Il est vrai qu'en général de telles tentatives pour fixer légalement le
salaire minimum ne revêtent pas aujourd'hui une grande ampleur.
Pourtant, la puissance qu'acquièrent les syndicats leur a permis de
fixer pour les salaires un minimum. Que les travailleurs s'unissent au
sein d'associations afin d'établir un dialogue avec les entrepreneurs,
c'est un fait qui en soi n'est pas de nature à provoquer des
perturbations dans le déroulement des phénomènes du marché. Le fait que
les travailleurs revendiquent avec succès le droit de rompre sans autre
forme de procès des contrats auxquels ils ont consenti et qu'ils
arrêtent le travail, n'entraînerait pas non plus une perturbation du
marché du travail. Ce qui crée une nouvelle situation sur le marché du
travail, c'est le fait, pour la plupart des pays européens
industrialisés, que les grèves et le nombre important des membres des
syndicats de travailleurs ne sont pas concevables sans la contrainte.
Comme les travailleurs organisés en syndicats refusent l'admission au
travail des travailleurs non organisés, et comme ils empêchent de vive
force que, en cas de grève, d'autres prennent la place des grévistes,
les revendications salariales qu'ils présentent aux entrepreneurs
agissent de la même façon que le ferait une loi gouvernementale sur les
salaires minima. Car l'entrepreneur est contraint, s'il ne veut pas
arrêter toute l'exploitation, de se plier aux exigences du syndicat. Il
lui faut payer des salaires tels que le montant de la production doit
être limité, le produit fabriqué à des coûts élevés ne trouvant pas à
s'écouler dans la même mesure que le produit fabriqué à moindre coût.
C'est ainsi que le salaire plus élevé qui est le résultat des pressions
exercées par les syndicats cause du chômage.
L'étendue et la durée du chômage né de cette situation sont tout autres
que celle du chômage qui provient des déplacements continuels dans la
demande de main-d'oeuvre. Le chômage qui ne résulte que des progrès qui
conditionnent le développement industriel ne peut ni prendre une grande
envergure ni devenir une institution durable. Les ouvriers devenant
excédentaires dans une branche trouveront bientôt à s'employer dans une
branche nouvelle ou en extension. En cas de libre circulation des
travailleurs et lorsque le passage d'un métier à un autre n'est pas
entravé par des obstacles légaux ou autres, l'adaptation aux nouvelles
conditions se fait sans trop de difficultés et assez vite. On peut
d'ailleurs contribuer à réduire davantage encore l'importance de ce
chômage par un développement des bureaux de placement.
Cependant le chômage qui résulte de l'intervention sur le marché du
travail de facteurs contraignants n'est pas un mécanise qui,
alternativement, apparaît et disparaît. Il dure irrémédiablement aussi
longtemps que subsiste la cause qui l'a engendré, c'est-à-dire aussi
longtemps que la loi ou la contrainte du syndicat empêche que le salaire
soit ramené, par la pression des chômeurs cherchant un emploi, au niveau
auquel il se serait établi s'il n'y avait pas eu d'intervention de la
part du gouvernement ou des syndicats, au taux qui finalement permet à
tous ceux qui cherchent du travail d'en trouver.

******************************

(PROBLÈME COURT 1):
Citez le passage du texte sur le chômage et les syndicats depuis « Pourtant, la puissance » jusqu'à « sans la contrainte. » inclus.
(PROBLÈME COURT 2):
D'après le texte sur le chômage et les syndicats, pourquoi le salaire plus élevé obtenu par la pression des syndicats cause-t-il du chômage ?
(PROBLÈME COURT 3):
Donnez la suite du texte sur le chômage et les syndicats à partir de sa dernière phrase.

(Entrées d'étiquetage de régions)
******************************

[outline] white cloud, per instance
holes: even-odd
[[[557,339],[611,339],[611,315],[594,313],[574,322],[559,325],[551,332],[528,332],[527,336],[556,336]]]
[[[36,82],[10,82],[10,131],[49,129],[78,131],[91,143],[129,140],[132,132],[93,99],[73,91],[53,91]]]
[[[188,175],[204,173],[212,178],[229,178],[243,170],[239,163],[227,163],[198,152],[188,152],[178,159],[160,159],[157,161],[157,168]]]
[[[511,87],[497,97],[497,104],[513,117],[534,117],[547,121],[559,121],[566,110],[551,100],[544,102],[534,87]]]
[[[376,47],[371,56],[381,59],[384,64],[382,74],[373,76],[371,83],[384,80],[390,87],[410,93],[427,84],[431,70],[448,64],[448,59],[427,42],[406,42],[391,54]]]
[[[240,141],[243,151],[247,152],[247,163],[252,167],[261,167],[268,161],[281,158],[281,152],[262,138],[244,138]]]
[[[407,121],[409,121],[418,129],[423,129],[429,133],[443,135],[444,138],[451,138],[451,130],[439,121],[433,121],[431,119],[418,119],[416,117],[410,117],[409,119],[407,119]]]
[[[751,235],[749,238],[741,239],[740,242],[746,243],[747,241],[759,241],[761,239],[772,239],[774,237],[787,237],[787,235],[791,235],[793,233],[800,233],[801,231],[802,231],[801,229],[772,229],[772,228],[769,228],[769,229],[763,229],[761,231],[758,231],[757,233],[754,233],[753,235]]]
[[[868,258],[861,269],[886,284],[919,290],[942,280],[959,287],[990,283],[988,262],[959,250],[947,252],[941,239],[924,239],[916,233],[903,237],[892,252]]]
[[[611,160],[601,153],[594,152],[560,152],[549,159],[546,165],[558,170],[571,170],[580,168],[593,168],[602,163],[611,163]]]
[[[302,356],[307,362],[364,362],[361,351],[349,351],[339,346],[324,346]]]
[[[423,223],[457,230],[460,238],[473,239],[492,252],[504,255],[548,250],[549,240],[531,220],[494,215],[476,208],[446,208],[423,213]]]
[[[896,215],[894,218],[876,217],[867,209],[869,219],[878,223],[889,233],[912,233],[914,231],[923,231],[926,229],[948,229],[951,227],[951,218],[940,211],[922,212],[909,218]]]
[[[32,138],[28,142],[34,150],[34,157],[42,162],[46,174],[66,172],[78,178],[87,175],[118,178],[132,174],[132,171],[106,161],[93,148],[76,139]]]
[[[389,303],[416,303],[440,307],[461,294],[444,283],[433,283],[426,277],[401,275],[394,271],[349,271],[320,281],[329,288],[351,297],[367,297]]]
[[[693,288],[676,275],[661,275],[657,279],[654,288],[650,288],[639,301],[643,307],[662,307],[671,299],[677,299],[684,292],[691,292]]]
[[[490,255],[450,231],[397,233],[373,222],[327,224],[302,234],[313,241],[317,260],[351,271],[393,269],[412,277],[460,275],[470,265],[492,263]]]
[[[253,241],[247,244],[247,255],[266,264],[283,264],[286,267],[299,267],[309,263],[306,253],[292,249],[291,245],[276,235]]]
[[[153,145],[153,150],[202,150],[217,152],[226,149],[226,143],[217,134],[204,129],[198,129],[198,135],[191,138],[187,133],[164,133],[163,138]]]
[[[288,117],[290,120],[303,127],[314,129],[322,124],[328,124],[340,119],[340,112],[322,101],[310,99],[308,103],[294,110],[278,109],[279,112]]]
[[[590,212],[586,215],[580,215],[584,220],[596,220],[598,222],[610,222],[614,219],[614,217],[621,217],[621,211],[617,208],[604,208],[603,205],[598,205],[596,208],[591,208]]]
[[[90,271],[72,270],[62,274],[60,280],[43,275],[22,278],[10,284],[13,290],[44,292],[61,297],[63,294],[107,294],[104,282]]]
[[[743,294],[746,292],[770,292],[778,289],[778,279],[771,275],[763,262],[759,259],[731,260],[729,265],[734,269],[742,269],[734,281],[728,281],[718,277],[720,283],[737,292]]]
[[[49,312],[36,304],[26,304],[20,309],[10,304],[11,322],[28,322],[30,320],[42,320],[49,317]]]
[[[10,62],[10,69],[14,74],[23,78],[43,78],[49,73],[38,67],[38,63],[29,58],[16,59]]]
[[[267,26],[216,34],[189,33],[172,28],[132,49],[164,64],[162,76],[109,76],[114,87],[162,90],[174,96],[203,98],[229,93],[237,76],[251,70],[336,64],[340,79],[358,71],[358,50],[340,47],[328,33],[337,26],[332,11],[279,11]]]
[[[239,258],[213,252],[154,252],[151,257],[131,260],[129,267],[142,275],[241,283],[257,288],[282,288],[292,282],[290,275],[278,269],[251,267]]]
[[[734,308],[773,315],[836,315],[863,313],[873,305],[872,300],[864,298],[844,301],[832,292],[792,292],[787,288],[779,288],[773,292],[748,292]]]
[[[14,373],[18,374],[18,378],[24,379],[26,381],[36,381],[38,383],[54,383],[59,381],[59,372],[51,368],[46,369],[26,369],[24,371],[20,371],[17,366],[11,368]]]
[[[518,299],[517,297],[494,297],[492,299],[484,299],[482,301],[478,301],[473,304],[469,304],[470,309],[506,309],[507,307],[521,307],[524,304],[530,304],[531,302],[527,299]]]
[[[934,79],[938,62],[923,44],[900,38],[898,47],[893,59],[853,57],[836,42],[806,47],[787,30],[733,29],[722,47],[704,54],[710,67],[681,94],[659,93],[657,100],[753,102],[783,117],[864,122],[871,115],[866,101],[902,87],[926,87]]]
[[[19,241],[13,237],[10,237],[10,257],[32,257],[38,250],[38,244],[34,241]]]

******************************

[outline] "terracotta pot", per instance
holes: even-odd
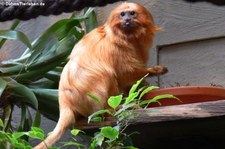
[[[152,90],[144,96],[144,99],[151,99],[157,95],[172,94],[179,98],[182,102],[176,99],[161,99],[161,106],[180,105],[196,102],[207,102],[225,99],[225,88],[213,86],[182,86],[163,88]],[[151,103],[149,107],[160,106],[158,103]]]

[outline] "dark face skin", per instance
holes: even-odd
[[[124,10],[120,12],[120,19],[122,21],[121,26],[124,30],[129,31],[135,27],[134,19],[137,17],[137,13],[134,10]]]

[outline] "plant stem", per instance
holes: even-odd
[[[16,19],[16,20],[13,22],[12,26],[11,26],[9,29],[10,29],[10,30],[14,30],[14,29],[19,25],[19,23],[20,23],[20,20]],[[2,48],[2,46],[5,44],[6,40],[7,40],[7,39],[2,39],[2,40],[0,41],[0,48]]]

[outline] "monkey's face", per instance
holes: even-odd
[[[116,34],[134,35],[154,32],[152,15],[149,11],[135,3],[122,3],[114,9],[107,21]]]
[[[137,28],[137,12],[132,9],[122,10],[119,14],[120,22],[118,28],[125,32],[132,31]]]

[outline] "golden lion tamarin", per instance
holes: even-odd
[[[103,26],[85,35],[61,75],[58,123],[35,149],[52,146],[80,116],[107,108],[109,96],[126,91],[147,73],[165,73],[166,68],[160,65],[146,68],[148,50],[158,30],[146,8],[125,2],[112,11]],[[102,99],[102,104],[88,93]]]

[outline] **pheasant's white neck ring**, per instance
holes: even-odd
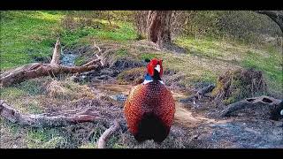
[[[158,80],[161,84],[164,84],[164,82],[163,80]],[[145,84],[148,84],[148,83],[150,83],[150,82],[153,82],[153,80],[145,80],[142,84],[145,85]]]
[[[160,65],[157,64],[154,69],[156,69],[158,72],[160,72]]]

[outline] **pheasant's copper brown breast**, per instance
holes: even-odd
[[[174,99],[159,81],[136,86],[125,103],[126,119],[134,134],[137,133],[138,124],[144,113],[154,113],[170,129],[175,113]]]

******************************

(RÉPONSE RÉDIGÉE 1):
Pourtant, la puissance qu'acquièrent les syndicats leur a permis de
fixer pour les salaires un minimum. Que les travailleurs s'unissent au
sein d'associations afin d'établir un dialogue avec les entrepreneurs,
c'est un fait qui en soi n'est pas de nature à provoquer des
perturbations dans le déroulement des phénomènes du marché. Le fait que
les travailleurs revendiquent avec succès le droit de rompre sans autre
forme de procès des contrats auxquels ils ont consenti et qu'ils
arrêtent le travail, n'entraînerait pas non plus une perturbation du
marché du travail. Ce qui crée une nouvelle situation sur le marché du
travail, c'est le fait, pour la plupart des pays européens
industrialisés, que les grèves et le nombre important des membres des
syndicats de travailleurs ne sont pas concevables sans la contrainte.

(RÉPONSE RÉDIGÉE 2):
Pour ne pas arrêter toute l'exploitation, l'entrepreneur doit se plier aux exigences du syndicat et payer des salaires qui l'obligent à limiter la production. En effet, le produit fabriqué à des coûts élevés ne trouve pas à s'écouler dans la même mesure que le produit fabriqué à moindre coût.

(RÉPONSE RÉDIGÉE 3):
Des indemnités de chômage allouées aux chômeurs par le gouvernement ou
les syndicats ne font qu'aggraver le mal. En cas de chômage résultant de
modifications dynamiques de l'économie, les allocations de chômage n'ont
pour conséquence que de retarder l'adaptation des ouvriers aux nouvelles
conditions. Le chômeur allocataire ne s'estime pas dans la nécessité de
s'orienter vers un nouveau métier lorsqu'il ne trouve plus à s'employer
dans l'ancien; il laisse du moins passer plus de temps avant de se
décider à prendre un autre métier ou à changer de lieu de travail ou
encore à rabaisser ses exigences au taux de salaire auquel il pourrait
trouver du travail. A moins que les allocations de chômage ne soient par
trop réduites, on peut oser l'affirmation que le chômage ne peut pas
disparaître tant qu'existent ces allocations.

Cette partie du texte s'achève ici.